*ASSIGNED TASK*: Gather all lines from the material that contain "below".

*RECORDS FOR PROCESSING*:

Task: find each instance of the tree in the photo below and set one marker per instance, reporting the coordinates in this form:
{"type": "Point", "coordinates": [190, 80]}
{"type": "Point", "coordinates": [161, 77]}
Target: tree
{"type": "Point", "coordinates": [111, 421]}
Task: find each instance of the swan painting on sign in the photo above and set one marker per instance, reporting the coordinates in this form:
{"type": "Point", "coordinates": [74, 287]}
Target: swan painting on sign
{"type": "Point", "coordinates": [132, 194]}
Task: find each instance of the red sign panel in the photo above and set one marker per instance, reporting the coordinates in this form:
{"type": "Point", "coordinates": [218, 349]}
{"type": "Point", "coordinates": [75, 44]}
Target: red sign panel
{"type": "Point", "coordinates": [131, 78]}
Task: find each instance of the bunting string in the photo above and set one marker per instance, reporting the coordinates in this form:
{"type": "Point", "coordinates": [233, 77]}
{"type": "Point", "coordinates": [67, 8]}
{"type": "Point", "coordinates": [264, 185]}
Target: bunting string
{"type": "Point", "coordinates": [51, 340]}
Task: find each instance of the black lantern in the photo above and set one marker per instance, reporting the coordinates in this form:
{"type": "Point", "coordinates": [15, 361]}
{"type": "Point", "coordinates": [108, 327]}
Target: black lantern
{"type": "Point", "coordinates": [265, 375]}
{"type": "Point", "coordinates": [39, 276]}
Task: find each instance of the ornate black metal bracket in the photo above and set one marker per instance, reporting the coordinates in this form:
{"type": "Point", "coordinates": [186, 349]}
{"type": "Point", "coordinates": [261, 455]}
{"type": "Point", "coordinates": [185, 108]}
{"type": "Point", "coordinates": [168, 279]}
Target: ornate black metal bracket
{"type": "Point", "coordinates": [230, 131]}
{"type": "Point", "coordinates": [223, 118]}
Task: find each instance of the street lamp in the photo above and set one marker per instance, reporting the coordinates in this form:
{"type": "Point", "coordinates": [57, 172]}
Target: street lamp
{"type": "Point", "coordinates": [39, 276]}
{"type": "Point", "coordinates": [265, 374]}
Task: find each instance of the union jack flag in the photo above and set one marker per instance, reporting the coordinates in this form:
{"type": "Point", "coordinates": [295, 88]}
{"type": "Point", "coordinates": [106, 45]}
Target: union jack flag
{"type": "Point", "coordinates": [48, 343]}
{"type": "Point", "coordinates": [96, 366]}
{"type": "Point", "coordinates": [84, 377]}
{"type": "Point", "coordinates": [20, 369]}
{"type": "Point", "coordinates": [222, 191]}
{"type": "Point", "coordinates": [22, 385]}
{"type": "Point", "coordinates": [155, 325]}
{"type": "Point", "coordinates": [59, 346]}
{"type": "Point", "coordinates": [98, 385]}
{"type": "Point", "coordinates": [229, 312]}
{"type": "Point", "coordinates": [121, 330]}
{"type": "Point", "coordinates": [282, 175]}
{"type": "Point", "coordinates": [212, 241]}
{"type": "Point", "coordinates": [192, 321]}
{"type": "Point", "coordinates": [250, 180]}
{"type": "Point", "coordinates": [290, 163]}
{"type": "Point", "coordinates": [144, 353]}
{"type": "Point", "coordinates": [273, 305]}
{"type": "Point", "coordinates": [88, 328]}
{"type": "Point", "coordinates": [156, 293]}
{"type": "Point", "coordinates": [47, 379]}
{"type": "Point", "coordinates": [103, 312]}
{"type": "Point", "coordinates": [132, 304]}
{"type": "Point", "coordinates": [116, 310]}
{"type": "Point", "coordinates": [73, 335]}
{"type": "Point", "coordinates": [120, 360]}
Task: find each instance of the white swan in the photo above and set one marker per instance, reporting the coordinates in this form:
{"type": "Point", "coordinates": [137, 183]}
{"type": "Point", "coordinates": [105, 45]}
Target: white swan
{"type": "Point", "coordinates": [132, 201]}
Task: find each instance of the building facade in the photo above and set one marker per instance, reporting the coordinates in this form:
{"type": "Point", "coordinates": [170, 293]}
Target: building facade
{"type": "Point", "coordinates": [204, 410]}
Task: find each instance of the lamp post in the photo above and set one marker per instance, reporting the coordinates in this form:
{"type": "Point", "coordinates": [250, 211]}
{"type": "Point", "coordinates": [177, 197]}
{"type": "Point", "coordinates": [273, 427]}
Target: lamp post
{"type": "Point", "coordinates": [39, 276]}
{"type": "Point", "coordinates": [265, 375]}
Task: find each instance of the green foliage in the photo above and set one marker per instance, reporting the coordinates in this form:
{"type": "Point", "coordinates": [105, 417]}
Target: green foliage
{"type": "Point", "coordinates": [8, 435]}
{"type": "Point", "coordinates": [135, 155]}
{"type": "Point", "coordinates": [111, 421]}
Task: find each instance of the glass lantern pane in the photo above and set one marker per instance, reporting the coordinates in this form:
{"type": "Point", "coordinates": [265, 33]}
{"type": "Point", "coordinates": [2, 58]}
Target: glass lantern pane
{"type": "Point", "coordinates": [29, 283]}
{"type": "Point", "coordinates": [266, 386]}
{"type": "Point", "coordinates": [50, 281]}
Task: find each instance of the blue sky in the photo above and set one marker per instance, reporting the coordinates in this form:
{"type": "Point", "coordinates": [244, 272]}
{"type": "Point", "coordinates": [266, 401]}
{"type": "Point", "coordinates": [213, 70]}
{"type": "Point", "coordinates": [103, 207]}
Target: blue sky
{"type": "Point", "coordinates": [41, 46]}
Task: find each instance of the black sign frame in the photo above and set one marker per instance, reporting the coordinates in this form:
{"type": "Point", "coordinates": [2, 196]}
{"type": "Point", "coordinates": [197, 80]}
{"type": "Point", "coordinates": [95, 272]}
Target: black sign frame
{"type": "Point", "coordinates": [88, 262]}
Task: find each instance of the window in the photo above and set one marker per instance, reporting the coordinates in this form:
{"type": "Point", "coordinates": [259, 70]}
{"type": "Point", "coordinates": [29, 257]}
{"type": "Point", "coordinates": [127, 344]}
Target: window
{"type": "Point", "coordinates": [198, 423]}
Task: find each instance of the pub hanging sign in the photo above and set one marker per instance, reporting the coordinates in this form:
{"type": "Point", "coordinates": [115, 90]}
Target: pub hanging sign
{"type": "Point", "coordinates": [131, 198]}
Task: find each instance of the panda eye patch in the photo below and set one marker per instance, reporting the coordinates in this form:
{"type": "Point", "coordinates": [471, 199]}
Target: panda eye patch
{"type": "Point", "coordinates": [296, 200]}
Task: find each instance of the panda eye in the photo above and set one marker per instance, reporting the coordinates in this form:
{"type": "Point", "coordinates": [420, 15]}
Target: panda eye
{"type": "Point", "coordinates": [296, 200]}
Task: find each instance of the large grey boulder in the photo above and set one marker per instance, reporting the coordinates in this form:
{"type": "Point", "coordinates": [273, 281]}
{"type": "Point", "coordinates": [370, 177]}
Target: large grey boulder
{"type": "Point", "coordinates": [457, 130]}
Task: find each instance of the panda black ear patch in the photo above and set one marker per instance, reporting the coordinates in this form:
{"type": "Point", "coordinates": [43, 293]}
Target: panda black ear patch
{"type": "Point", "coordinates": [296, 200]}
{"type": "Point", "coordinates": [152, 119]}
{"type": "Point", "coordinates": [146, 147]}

*SOLUTION*:
Task: find each instance of the tree in the photo below and set one marker per instance, reporting the coordinates in this form:
Task: find each instance of the panda eye patch in the photo below and set one marker per instance, reporting the coordinates in this form:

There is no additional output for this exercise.